■ Request:
Please retype the records below exactly, leaving out any pictures.

--- start Task input ---

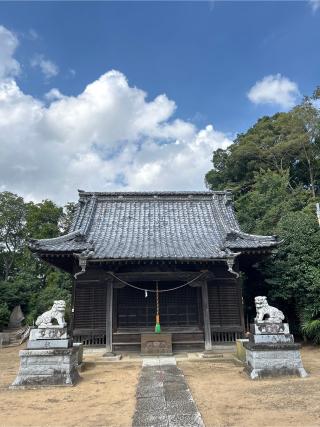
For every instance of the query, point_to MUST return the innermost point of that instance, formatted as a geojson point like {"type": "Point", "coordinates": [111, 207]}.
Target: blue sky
{"type": "Point", "coordinates": [204, 56]}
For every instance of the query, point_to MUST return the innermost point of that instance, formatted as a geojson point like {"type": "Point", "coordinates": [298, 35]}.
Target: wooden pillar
{"type": "Point", "coordinates": [73, 298]}
{"type": "Point", "coordinates": [206, 317]}
{"type": "Point", "coordinates": [109, 316]}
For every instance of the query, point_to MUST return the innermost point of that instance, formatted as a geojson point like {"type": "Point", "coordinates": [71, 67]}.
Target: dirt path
{"type": "Point", "coordinates": [104, 397]}
{"type": "Point", "coordinates": [226, 397]}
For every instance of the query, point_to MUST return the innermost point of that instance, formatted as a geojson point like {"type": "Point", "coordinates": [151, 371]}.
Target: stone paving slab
{"type": "Point", "coordinates": [163, 396]}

--- end Task input ---

■ Task solution:
For every instance of the query, point_to MUST return the innermost point of that instance, formatted as a geojson point like {"type": "Point", "coordinates": [111, 207]}.
Target: blue sky
{"type": "Point", "coordinates": [204, 56]}
For every instance of the query, point_to MUST return the innermost point of that instance, formatted as a geojson point like {"type": "Point", "coordinates": [298, 35]}.
Target: wooden pillar
{"type": "Point", "coordinates": [73, 298]}
{"type": "Point", "coordinates": [206, 317]}
{"type": "Point", "coordinates": [109, 316]}
For every instance of the query, point_to MUST return the innermost point of that instance, formatted as a geojson point like {"type": "Point", "coordinates": [71, 67]}.
Target: dirt path
{"type": "Point", "coordinates": [104, 397]}
{"type": "Point", "coordinates": [226, 397]}
For every instance of the query, point_to MUST return the innermost point of that instance, formatted as a geojson point like {"type": "Point", "coordinates": [151, 371]}.
Target: stone paving slab
{"type": "Point", "coordinates": [163, 396]}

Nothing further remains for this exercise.